◆ Text passage
------------------------
Mistrust was a heavy metal band formed in Seattle, Washington in 1984. This band primarily consisted of vocalist Jeff L'Heureux, guitarists Owen Wright and Michael Winston, bassist Tim Wolfe, and drummer Chris Gohde. They recorded one album in their brief existence called Spin the World, which was originally released through C.O.M.A. Records in 1986 and again through Heart of Steel Records in 2009.

History

Background and formation (1981-1984)
Before joining Mistrust, vocalist Jeff L’Heureux was involved in a band called Culprit, which was first formed in 1981. They recorded one studio album in 1983 called Guilty as Charged. Meanwhile, guitarist Michael Winston and bassist Tim Wolfe played in a band called Rottweiller, appearing alongside various other artists, including Metal Church, on a compilation album in 1984 called Northwest Metalfest; this album also features the band Sato whose bass player was future Alice in Chains member Mike Starr. Winston and Wolfe left Rottweiler shortly afterwards to join guitarist Owen Wright, drummer Chris Gohde, and vocalist Kevin Wells in what was then the first incarnation of Mistrust. When asked why they chose Mistrust as their band name, Gohde replied, "I forget who came up with the name, but I think Owen did. We thought there was a lot of 'mistrust' in the world so kind[a] just went with it. And it sounded cool!" Things began to fall apart with Wells prompting the rest of the band to search for a different vocalist as they continued to hone their craft. Eventually, Jeff L'Heureux agreed to help out and sing on their demo but initially declined to join the band as he was still with Culprit at the time.
------------------------
◆ Recorded information
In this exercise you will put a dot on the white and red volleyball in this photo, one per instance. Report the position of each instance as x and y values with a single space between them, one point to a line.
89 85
------------------------
◆ Exercises to complete
a – In the Mistrust passage, what was the name of the band's only album?
b – Reproduce the Mistrust passage from "Mistrust was a" to "Records in 2009.".

◆ The results
a – Spin the World

b –
Mistrust was a heavy metal band formed in Seattle, Washington in 1984. This band primarily consisted of vocalist Jeff L'Heureux, guitarists Owen Wright and Michael Winston, bassist Tim Wolfe, and drummer Chris Gohde. They recorded one album in their brief existence called Spin the World, which was originally released through C.O.M.A. Records in 1986 and again through Heart of Steel Records in 2009.